EXCERTO DO TEXTO |

Josep Pla - Viagem de autocarro, p.132.

terça-feira, 12 de abril de 2011

Leitura quaresmal

O livro de Herta Müller, Tudo o que tenho trago comigo, história de um sobrevivente de um campo de trabalho russo, guiou-me pela Quaresma. Narrativa sem Deus e que não procura um sentido, mas que remeti (talvez indevidamente) para o mais quaresmal dos livros, o do Êxodo.

Primeiro a partida, furtiva, triste, de quem não está preparado. De quem faz da caixa da grafonola uma mala, porque não tem mala, porque queria ficar. «Muita gente acha que fazer malas pertence ao rol das coisas que se exercitam, que se aprendem automaticamente como cantar e rezar. Nós não tínhamos exercício e também não tínhamos malas» (p.16).

Carregar a bagagem sem nexo para o sufocante percurso dos vagões, conduzidos pelo caminho mais longo, «longe da terra dos filisteus» (Ex. 13, 17-18). É a estrada do «deserto» que antecipa o combate, do qual não pode haver desertores.

Depois, os tijolos, o cimento. A opressão de um povo, mas sem uma sarça a arder sem Ninguém a ver (Ex. 3,7), só o medo «Eu acho que na nossa cabeça só uma coisa é ainda mais rápida que o cimento: o medo» (p.40).

E o cúmplice de tudo isto, «o anjo da fome» que fere todos os prisioneiros, marca o vazio. «Sou instruído pela fome e, por humildade, inacessível, não por orgulho.» (p.241). O tempo «da pele e do osso».

«Dou o campo de trabalho por encerrado. Desapareçam» (p.251). Uma notícia que não se sabe o que fazer com ela, o «anjo da fome» fica boquiaberto.

E outra vez, não os mesmos, nem o que resta deles, porque já são outros, vão fazer o caminho de volta, para um mundo ocupado pelos estranhos que os conheceram e amaram.

«TAMBÉM LÁ ESTIVE deve estar escrito nos tesouros […]. Sei entretanto que nos meus tesouros está escrito EU FIQUEI LÁ […] Nos meus tesouros está escrito DE LÁ NÃO CONSIGO SAIR. Quer num quer noutro há sempre exagero, mas TAMBÉM LÁ ESTIVE não existe em nenhum deles. E também não existe uma medida certa» (p. 284).

Para aqui, nos atira a Quaresma, para uma jornada, pelo caminho mais longo, para junto da incompreensão. E para aí permanecermos algum tempo. Depois vem a Páscoa. E o «anjo da fome» fica boquiaberto.

sábado, 15 de janeiro de 2011

Mistérios de Lisboa - o livro

O filme Mistérios de Lisboa de Raul Ruiz conduziu-me para as páginas de Mistérios de Lisboa, o romance de Camilo Castelo Branco. A adaptação do livro acentua os aspectos fantásticos e oníricos que estão mais presentes neste título do que noutros, mas não de uma forma evidente. Menos fantástico do que o filme, o livro consegue ter um enredo mais mirabolante, personagens mais trágicas e um negrume com laivos de humor.

DADOS FORNECIDOS |
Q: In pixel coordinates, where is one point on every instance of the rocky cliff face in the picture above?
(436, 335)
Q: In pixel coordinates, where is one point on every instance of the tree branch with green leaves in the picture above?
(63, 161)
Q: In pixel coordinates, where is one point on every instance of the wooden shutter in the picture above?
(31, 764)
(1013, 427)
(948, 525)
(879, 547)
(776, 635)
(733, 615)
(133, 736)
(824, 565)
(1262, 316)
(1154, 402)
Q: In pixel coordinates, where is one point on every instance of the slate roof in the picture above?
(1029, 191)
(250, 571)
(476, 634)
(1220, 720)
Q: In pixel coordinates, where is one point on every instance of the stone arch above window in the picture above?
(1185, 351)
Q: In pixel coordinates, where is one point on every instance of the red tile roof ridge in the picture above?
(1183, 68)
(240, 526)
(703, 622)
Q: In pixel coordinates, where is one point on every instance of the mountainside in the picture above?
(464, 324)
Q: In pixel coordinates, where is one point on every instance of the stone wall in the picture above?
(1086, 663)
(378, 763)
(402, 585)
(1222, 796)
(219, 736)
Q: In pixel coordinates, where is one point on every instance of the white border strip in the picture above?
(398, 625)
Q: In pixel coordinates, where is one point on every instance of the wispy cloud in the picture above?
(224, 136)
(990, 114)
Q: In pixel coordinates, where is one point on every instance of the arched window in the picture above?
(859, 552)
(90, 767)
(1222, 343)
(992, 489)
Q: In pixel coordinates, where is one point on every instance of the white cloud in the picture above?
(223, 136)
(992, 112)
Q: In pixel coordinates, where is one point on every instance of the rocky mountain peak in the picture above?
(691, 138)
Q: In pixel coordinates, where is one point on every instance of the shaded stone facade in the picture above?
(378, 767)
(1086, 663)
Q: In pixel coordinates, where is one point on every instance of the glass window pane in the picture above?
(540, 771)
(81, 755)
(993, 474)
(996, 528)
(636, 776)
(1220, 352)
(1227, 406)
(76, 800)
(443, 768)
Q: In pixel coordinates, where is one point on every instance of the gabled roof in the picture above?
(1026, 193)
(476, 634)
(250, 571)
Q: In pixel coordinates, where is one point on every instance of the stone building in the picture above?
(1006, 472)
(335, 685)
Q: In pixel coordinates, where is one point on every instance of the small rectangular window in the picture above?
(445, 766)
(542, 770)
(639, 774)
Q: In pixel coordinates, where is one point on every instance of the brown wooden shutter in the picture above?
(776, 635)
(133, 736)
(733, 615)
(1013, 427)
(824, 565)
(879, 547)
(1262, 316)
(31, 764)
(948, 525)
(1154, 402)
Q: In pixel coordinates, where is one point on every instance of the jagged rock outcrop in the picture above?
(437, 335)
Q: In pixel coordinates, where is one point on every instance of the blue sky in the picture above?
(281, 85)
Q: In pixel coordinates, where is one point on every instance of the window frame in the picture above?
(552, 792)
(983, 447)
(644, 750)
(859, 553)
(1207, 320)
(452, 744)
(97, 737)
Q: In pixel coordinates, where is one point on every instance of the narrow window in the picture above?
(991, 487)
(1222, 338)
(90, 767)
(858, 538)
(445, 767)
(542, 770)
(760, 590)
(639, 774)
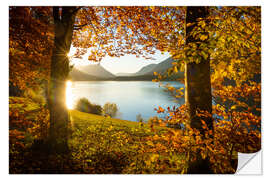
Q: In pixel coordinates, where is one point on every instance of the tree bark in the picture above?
(197, 88)
(63, 29)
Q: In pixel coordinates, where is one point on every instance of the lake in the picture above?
(132, 97)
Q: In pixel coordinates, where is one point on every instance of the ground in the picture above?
(98, 145)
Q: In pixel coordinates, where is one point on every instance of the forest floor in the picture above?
(98, 145)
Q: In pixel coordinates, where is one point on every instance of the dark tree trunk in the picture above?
(63, 29)
(198, 89)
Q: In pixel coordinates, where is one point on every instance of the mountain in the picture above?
(77, 75)
(124, 74)
(96, 70)
(145, 70)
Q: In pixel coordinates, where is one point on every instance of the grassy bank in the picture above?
(98, 144)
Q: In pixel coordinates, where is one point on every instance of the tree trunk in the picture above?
(59, 72)
(198, 89)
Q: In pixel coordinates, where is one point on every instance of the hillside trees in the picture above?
(113, 31)
(226, 37)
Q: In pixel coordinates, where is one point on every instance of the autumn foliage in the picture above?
(230, 37)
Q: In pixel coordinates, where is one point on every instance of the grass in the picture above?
(98, 145)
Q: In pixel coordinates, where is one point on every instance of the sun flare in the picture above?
(69, 96)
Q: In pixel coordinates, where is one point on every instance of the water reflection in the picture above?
(131, 97)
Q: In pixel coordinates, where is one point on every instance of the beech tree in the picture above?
(223, 42)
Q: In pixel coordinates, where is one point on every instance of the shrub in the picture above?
(85, 106)
(110, 109)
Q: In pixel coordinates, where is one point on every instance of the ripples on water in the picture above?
(131, 97)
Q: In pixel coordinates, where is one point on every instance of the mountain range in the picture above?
(97, 72)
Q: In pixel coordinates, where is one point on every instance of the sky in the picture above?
(124, 64)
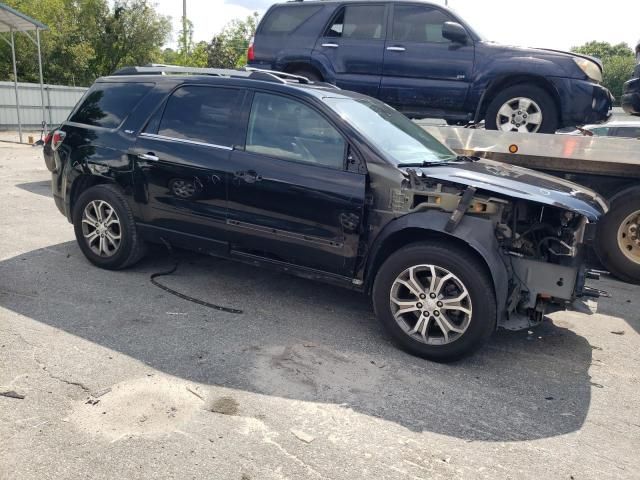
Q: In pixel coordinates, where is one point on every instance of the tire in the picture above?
(610, 242)
(537, 99)
(467, 270)
(130, 247)
(307, 72)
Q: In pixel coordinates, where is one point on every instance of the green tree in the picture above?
(131, 34)
(228, 49)
(86, 39)
(618, 62)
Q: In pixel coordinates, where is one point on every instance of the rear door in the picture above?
(291, 199)
(353, 44)
(423, 71)
(182, 161)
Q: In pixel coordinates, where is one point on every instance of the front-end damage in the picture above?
(540, 246)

TAREFAS A RESOLVER |
1: Reproduz palavra por palavra a passagem do excerto que começa nas palavras "sábado, 15 de" e termina depois das palavras "laivos de humor.".
2: Diz se cada afirmação concorda com o excerto, respondendo sim ou não e citando as palavras decisivas: (a) o livro de Herta Müller conta a história de um sobrevivente de um campo de trabalho russo; (b) a narrativa de Herta Müller procura um sentido; (c) o livro Mistérios de Lisboa é mais fantástico do que o filme.

RESULTADOS POR TAREFA |
1:
sábado, 15 de janeiro de 2011

Mistérios de Lisboa - o livro

O filme Mistérios de Lisboa de Raul Ruiz conduziu-me para as páginas de Mistérios de Lisboa, o romance de Camilo Castelo Branco. A adaptação do livro acentua os aspectos fantásticos e oníricos que estão mais presentes neste título do que noutros, mas não de uma forma evidente. Menos fantástico do que o filme, o livro consegue ter um enredo mais mirabolante, personagens mais trágicas e um negrume com laivos de humor.

2:
(a) Sim: «história de um sobrevivente de um campo de trabalho russo».
(b) Não: «Narrativa sem Deus e que não procura um sentido».
(c) Não: «Menos fantástico do que o filme, o livro consegue ter um enredo mais mirabolante».